## Extrait fourni
==*==

Découverte du Paradis

Ce jardin d’Éden, Kabila l’a découvert il y a près de vingt ans, alors qu’il venait d’être propulsé à la tête du pays après l’assassinat de son père, Laurent-Désiré. Alors âgé de 29 ans, le jeune homme, qui avait grandi entre le maquis de la rébellion paternelle, dans le Sud-Kivu, et la Tanzanie, où l’on trouvait déjà certaines des plus belles réserves de faune sauvage du continent, ne se sentait pas très à son aise à Kinshasa, anarchique capitale de plus de 10 millions d’habitants. Jusqu’à ce qu’il tombe sur cette vallée où serpente une paisible rivière.

==*==

## Données extraites

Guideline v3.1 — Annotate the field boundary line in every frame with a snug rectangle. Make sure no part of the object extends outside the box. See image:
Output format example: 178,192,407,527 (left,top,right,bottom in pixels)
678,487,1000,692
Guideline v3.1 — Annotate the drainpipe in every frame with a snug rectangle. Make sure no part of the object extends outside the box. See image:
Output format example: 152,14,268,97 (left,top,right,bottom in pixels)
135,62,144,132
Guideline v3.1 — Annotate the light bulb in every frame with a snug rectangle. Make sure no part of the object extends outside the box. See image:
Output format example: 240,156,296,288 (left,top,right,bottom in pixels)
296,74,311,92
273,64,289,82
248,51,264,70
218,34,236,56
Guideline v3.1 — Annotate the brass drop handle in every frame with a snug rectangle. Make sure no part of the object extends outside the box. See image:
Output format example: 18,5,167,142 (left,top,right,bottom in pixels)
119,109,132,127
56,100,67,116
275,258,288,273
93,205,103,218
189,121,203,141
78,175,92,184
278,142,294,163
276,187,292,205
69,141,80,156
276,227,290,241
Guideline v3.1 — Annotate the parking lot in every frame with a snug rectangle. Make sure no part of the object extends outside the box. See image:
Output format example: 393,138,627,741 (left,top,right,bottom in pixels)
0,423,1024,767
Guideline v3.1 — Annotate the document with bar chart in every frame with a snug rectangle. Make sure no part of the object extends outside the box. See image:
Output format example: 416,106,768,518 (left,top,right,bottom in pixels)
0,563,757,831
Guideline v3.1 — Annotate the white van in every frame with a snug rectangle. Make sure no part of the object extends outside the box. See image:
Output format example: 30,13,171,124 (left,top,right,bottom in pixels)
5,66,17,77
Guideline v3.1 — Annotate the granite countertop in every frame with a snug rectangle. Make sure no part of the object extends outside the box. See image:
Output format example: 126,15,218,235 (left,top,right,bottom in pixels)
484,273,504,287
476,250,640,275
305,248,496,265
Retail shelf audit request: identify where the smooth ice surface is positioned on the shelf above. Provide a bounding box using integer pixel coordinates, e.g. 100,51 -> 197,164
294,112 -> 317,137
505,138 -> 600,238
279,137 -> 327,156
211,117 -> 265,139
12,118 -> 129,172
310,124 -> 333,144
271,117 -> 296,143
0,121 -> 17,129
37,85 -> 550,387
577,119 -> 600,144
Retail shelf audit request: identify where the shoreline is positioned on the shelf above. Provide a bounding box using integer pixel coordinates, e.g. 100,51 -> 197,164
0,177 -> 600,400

==*==

## À faire
[1] Citez mot pour mot le passage de l'extrait sur Kabila qui va de « Découverte du Paradis » jusqu'à « une paisible rivière. ».
[2] Répondez à ces questions d'après l'extrait sur Kabila :
(a) Quel âge avait Kabila quand il a pris la tête du pays ?
(b) Combien d'habitants compte Kinshasa ?
(c) Dans quelle région se trouvait le maquis de la rébellion de son père ?
[3] Poursuivez l'extrait sur la découverte de la vallée par Kabila à partir de sa dernière phrase.
Les lignes ne servent à rien pour ce travail.

## Réponses
[1]
Découverte du Paradis

Ce jardin d’Éden, Kabila l’a découvert il y a près de vingt ans, alors qu’il venait d’être propulsé à la tête du pays après l’assassinat de son père, Laurent-Désiré. Alors âgé de 29 ans, le jeune homme, qui avait grandi entre le maquis de la rébellion paternelle, dans le Sud-Kivu, et la Tanzanie, où l’on trouvait déjà certaines des plus belles réserves de faune sauvage du continent, ne se sentait pas très à son aise à Kinshasa, anarchique capitale de plus de 10 millions d’habitants. Jusqu’à ce qu’il tombe sur cette vallée où serpente une paisible rivière.

[2]
(a) 29 ans.
(b) Plus de 10 millions.
(c) Le Sud-Kivu.

[3]
Rapidement, il installe quelques préfabriqués sur l’une des rives. « C’est dans ces bâtiments, déjà, que nous avions préparé les négociations pour les accords de Sun City, en 2002 », se souvient Barnabé Kikaya bin Karubi, un intime de Kabila depuis l’arrivée de ce dernier au pouvoir. À cet endroit où la N’Sele dessine un « S », les baraquements ont été remplacés par un restaurant avec piscine. Kabila s’y promène encore régulièrement et pose parfois pour des selfies avec les visiteurs.

Afin d’en faire son royaume, il a dû négocier avec la chefferie bateke. « Il a construit des écoles, des routes et des dispensaires », énumère Kikaya bin Karubi. Mais l’acquisition formelle de cet immense terrain (19 000 ha au total, dont la moitié seulement est consacrée à la réserve de la N’Sele) reste nimbée de mystère. C’est l’une des rares propriétés de Kabila dont la trace n’a pas été retrouvée lors de l’exhaustive enquête menée par Bloomberg et le Groupe d’étude sur le Congo sur le patrimoine du chef de l’État, en 2017.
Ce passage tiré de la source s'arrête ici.